• _Exercise description_
Return each line of the entries below that contains the string "self". Matching is case-sensitive.

• _Dataset content_
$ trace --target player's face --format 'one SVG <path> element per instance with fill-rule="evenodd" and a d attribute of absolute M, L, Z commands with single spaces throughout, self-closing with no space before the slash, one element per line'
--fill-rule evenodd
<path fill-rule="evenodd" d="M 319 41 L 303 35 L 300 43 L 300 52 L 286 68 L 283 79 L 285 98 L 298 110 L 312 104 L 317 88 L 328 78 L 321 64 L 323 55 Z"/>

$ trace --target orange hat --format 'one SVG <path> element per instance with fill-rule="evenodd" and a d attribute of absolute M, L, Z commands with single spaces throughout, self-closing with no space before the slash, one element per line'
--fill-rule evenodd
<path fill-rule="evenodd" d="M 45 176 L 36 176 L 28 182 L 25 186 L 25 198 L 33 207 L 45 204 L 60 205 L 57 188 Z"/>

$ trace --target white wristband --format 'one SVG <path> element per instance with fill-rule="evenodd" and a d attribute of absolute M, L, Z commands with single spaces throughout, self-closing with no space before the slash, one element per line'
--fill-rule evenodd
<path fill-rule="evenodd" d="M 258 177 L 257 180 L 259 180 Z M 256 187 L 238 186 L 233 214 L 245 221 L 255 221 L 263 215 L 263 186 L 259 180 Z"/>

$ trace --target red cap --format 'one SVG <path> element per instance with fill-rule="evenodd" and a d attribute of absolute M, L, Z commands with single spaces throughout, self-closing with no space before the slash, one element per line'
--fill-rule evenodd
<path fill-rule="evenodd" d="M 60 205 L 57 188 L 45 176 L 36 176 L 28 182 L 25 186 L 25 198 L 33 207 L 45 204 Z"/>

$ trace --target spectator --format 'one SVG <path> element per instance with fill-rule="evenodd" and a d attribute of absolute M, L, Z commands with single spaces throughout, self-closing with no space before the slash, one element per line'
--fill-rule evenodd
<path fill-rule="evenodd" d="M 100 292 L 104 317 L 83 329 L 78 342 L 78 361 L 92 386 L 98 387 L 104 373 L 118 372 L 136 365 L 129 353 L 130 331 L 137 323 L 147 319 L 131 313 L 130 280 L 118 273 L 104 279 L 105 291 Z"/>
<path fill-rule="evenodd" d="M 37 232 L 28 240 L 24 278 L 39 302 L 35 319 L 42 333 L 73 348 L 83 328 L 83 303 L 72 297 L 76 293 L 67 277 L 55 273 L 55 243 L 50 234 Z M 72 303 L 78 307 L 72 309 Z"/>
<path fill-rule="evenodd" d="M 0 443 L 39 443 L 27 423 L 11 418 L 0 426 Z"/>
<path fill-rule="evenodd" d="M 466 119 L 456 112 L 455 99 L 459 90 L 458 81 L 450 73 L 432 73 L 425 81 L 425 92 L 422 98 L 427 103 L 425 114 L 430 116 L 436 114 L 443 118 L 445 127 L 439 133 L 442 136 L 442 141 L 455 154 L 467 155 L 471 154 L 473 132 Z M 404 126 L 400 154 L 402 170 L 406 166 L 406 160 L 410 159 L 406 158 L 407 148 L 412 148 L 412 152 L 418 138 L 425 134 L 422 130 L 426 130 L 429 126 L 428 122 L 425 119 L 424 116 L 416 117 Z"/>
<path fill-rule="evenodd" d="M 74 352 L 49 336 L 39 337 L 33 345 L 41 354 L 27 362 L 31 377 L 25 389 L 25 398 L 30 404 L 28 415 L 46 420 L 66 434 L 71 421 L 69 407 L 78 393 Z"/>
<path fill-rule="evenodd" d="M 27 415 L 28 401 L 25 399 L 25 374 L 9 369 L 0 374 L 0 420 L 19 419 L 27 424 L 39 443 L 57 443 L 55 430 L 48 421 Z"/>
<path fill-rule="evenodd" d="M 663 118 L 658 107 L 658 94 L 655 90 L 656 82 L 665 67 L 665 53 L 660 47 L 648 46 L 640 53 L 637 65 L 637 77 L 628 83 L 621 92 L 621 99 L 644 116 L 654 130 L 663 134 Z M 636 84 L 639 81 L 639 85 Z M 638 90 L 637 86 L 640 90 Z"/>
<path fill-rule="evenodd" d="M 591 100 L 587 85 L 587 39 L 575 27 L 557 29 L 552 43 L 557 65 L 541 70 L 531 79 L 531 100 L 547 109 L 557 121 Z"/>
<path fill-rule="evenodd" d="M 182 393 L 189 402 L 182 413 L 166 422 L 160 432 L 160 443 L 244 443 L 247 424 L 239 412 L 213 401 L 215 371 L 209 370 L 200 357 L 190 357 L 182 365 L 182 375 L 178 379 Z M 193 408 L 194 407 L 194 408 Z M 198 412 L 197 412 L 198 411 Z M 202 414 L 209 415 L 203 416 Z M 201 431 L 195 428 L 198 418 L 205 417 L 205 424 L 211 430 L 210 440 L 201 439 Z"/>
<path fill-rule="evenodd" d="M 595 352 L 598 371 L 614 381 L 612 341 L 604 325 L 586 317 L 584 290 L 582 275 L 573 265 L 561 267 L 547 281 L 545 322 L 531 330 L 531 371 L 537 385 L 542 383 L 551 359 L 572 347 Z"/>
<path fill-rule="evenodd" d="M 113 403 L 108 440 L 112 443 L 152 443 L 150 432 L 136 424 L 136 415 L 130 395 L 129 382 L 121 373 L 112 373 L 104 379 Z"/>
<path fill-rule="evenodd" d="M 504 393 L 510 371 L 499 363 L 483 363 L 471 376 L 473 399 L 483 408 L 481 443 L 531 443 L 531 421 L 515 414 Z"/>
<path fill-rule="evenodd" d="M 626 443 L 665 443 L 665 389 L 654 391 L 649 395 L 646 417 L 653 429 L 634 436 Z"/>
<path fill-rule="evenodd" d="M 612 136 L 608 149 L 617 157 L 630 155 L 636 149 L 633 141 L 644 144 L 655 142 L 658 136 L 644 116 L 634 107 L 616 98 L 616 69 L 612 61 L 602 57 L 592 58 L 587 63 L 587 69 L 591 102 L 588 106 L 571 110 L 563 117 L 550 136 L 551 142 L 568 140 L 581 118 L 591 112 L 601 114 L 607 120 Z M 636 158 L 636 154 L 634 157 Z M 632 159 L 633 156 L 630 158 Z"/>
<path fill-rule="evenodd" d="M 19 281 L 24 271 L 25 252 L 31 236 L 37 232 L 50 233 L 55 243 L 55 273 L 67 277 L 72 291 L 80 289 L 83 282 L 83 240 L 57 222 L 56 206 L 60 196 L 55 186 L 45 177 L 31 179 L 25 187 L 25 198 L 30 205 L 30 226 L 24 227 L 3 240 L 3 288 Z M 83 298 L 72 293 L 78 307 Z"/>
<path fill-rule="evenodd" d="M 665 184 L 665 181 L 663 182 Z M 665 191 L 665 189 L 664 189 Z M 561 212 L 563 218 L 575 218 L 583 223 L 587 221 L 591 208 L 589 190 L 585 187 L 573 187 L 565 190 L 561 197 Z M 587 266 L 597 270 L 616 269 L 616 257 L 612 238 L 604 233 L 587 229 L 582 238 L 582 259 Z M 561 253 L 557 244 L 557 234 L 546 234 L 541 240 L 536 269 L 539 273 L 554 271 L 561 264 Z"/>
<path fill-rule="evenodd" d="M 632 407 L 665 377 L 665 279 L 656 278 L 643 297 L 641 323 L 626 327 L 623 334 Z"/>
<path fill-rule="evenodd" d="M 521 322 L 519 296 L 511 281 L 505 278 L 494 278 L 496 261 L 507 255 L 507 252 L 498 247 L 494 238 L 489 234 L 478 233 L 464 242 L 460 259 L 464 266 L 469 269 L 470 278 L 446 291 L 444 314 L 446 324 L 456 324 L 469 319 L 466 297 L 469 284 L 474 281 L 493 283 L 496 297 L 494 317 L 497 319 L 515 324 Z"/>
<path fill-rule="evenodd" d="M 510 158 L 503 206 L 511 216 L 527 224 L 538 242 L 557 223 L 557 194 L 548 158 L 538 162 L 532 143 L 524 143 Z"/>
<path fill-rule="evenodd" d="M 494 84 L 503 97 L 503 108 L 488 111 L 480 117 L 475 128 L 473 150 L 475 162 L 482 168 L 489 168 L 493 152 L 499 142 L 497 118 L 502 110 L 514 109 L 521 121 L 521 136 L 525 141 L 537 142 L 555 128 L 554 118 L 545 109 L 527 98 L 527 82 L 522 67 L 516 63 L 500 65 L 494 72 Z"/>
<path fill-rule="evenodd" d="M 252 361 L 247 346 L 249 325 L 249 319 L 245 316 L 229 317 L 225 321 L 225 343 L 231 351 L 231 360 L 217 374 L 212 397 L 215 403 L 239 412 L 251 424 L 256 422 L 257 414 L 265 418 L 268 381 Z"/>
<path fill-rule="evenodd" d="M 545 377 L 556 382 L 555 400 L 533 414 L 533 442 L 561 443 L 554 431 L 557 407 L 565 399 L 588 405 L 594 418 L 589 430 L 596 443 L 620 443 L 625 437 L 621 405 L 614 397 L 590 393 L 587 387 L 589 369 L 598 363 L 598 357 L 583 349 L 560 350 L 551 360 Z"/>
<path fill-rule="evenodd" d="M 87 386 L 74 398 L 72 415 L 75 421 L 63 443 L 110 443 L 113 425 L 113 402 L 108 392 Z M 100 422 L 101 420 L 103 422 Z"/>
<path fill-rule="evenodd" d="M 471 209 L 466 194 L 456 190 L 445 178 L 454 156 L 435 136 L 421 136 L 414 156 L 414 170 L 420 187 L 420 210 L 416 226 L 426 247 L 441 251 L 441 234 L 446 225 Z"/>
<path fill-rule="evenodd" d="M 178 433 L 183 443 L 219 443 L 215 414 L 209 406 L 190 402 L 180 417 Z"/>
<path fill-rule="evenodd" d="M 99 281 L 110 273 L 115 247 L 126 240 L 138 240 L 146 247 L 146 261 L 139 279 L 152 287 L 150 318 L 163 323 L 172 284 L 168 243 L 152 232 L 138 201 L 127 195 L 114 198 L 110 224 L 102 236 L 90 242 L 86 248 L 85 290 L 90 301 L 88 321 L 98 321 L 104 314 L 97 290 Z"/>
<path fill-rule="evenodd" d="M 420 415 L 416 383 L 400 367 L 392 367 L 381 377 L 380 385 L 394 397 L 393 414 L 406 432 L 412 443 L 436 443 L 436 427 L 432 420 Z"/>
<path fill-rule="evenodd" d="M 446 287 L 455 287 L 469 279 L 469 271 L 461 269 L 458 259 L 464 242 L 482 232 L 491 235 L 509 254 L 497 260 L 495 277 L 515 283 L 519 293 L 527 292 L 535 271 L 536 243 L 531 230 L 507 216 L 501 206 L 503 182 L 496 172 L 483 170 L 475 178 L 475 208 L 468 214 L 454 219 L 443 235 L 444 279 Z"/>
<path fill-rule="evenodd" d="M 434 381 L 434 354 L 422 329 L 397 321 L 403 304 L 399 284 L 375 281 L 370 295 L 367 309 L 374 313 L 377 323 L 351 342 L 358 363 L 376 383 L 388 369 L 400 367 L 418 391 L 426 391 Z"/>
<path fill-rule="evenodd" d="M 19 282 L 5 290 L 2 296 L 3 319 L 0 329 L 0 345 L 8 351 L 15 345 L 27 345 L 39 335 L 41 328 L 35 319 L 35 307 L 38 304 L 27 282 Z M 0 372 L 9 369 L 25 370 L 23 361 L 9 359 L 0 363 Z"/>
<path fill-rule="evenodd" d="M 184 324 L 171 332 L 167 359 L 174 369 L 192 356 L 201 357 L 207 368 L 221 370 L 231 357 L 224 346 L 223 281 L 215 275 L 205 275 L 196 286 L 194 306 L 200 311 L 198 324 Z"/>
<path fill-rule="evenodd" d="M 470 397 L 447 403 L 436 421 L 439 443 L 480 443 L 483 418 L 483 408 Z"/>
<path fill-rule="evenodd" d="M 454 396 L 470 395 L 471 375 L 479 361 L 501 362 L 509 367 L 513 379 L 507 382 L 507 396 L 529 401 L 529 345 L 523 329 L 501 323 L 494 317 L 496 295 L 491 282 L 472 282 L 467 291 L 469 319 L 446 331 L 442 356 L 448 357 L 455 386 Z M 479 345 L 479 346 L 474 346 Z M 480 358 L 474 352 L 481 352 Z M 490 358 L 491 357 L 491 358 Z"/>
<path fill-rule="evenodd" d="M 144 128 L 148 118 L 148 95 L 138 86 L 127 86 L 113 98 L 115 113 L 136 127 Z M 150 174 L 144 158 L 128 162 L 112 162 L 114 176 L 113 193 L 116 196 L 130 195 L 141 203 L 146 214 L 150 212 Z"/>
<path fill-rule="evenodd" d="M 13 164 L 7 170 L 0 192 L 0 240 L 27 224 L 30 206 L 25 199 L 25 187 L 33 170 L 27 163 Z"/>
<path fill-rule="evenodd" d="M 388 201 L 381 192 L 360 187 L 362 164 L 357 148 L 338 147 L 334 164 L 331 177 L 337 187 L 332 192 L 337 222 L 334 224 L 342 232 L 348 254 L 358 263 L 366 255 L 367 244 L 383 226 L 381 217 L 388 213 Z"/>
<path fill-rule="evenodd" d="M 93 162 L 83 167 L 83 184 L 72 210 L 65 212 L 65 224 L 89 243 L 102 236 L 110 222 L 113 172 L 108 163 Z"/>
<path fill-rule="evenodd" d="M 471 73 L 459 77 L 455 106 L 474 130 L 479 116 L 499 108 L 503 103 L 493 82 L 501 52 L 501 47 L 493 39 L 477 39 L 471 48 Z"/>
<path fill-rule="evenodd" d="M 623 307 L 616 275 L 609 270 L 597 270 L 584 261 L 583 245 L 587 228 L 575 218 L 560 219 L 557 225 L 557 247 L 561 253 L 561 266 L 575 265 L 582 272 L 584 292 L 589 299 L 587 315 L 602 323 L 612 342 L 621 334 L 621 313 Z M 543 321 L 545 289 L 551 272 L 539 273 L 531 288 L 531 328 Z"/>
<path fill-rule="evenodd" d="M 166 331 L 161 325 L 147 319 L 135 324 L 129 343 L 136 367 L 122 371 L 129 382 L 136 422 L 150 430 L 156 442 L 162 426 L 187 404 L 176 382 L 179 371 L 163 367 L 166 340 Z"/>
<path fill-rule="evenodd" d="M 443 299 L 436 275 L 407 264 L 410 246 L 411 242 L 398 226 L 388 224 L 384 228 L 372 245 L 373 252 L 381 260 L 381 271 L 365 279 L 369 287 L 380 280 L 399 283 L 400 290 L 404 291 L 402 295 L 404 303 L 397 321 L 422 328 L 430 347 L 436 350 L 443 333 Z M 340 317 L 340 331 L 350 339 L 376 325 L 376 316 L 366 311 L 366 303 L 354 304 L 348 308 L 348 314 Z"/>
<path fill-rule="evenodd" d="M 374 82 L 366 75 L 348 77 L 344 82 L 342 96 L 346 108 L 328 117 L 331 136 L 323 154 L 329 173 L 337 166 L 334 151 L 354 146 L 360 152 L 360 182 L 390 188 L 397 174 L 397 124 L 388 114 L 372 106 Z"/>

• _Solution_
$ trace --target player's face --format 'one SVG <path> element per instance with fill-rule="evenodd" and a d attribute of absolute M, L, Z commands with single spaces throughout, self-closing with no space before the slash, one element per line'
$ trace --target orange hat --format 'one SVG <path> element per instance with fill-rule="evenodd" and a d attribute of absolute M, L, Z commands with single spaces throughout, self-closing with no space before the slash, one element per line'
$ trace --target white wristband --format 'one SVG <path> element per instance with fill-rule="evenodd" and a d attribute of absolute M, L, Z commands with single spaces throughout, self-closing with no space before the slash, one element per line'
$ trace --target red cap --format 'one SVG <path> element per instance with fill-rule="evenodd" and a d attribute of absolute M, L, Z commands with single spaces throughout, self-closing with no space before the slash, one element per line'
$ trace --target spectator --format 'one SVG <path> element per instance with fill-rule="evenodd" and a d attribute of absolute M, L, Z commands with single spaces throughout, self-closing with no space before the slash, one element per line'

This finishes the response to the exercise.